PROBLEM DESCRIPTION: Display each line in the records below that includes the string "wall". Case counts.

═════ DATA SUPPLIED ═════

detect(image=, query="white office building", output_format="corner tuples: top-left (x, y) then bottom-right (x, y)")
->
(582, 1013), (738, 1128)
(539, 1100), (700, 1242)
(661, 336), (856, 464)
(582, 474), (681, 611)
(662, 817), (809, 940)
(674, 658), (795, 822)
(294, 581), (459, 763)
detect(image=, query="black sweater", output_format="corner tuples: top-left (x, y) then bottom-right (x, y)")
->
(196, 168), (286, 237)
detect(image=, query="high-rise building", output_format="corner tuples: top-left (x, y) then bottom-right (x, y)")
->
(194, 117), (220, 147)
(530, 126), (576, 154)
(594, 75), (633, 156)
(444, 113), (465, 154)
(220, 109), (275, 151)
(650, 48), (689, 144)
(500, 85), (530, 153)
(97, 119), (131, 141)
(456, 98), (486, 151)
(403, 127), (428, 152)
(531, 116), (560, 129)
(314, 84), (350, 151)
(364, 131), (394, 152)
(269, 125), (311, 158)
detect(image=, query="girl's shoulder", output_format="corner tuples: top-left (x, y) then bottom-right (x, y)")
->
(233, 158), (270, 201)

═════
═════ DATA SUPPLIED ═════

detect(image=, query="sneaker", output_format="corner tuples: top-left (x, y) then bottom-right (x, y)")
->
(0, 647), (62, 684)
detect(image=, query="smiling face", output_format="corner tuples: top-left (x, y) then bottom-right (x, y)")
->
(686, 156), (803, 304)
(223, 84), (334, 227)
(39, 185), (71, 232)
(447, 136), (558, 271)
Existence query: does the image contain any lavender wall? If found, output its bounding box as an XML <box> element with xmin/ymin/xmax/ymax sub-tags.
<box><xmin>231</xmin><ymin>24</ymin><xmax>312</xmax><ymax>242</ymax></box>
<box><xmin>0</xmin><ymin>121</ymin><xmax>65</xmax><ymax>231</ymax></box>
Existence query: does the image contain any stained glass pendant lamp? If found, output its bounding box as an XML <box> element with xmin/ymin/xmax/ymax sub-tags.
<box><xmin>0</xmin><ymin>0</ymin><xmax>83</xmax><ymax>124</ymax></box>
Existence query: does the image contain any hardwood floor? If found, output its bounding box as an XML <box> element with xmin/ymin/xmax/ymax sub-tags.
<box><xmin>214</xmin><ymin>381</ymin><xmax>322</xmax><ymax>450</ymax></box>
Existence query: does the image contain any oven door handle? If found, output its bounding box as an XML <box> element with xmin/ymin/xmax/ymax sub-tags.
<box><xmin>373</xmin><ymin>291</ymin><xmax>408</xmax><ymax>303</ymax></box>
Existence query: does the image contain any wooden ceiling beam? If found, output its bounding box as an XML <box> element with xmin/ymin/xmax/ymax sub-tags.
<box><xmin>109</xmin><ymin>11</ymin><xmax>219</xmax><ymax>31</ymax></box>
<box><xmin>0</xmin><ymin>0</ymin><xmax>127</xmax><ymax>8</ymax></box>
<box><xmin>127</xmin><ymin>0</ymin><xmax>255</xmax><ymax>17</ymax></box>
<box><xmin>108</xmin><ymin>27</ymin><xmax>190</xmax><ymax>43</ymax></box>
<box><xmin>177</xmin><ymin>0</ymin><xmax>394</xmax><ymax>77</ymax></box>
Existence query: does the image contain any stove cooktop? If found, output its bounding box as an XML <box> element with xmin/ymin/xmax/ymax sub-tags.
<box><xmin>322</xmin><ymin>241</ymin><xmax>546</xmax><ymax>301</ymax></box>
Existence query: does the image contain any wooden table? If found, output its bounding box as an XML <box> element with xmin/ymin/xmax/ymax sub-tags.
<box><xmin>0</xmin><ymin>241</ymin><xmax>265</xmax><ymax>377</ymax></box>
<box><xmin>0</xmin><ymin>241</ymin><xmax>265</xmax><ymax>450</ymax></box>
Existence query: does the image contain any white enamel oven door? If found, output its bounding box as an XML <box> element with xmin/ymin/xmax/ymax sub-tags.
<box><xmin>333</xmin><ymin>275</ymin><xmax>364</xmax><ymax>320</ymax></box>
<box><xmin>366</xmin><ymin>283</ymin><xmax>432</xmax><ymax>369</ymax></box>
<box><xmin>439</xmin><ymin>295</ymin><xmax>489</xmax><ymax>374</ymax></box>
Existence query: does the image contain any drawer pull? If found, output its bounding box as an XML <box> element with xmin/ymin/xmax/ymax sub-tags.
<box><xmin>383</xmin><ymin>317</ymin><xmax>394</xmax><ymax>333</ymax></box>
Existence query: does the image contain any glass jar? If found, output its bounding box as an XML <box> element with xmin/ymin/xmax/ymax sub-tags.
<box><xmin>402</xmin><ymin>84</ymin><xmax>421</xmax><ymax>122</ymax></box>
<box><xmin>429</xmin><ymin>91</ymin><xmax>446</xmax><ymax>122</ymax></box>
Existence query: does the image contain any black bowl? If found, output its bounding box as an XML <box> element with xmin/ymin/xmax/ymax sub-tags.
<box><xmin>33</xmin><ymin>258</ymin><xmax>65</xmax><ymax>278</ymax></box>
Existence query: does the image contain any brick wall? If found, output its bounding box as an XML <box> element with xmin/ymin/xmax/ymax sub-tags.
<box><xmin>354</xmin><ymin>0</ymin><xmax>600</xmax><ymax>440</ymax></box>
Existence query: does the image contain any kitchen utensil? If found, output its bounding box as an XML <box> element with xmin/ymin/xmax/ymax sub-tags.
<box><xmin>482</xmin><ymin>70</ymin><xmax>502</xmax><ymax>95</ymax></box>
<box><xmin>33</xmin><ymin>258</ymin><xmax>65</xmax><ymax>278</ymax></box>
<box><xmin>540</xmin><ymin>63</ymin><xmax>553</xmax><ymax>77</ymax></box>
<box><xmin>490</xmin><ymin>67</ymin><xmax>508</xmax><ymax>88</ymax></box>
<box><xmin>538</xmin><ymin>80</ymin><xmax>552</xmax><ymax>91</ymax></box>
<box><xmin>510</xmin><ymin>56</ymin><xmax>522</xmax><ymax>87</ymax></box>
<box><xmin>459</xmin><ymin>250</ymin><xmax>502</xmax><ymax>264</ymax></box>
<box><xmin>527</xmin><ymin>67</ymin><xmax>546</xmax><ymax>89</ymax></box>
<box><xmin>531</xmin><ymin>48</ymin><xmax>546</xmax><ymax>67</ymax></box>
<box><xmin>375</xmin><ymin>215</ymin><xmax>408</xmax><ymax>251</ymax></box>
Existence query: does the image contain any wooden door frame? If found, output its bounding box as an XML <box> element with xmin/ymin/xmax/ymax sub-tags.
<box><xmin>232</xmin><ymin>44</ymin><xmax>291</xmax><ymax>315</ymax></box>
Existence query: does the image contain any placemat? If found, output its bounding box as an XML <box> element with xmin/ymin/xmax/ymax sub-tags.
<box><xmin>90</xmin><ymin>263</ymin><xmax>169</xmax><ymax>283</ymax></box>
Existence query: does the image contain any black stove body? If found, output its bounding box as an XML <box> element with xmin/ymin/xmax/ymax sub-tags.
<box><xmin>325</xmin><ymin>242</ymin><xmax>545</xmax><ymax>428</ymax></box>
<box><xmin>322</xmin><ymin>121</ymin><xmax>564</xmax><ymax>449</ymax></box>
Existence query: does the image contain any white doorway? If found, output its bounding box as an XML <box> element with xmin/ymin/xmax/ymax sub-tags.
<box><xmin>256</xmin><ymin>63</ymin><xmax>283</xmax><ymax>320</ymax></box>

═════

RESPONSE BELOW:
Existence query: does the image contain any lavender wall? If found, output its bounding box as an XML <box> element with xmin/ymin/xmax/ymax sub-tags.
Existence query: does the image contain any brick wall? If found, output its bounding box as an XML <box> element with xmin/ymin/xmax/ymax sub-tags.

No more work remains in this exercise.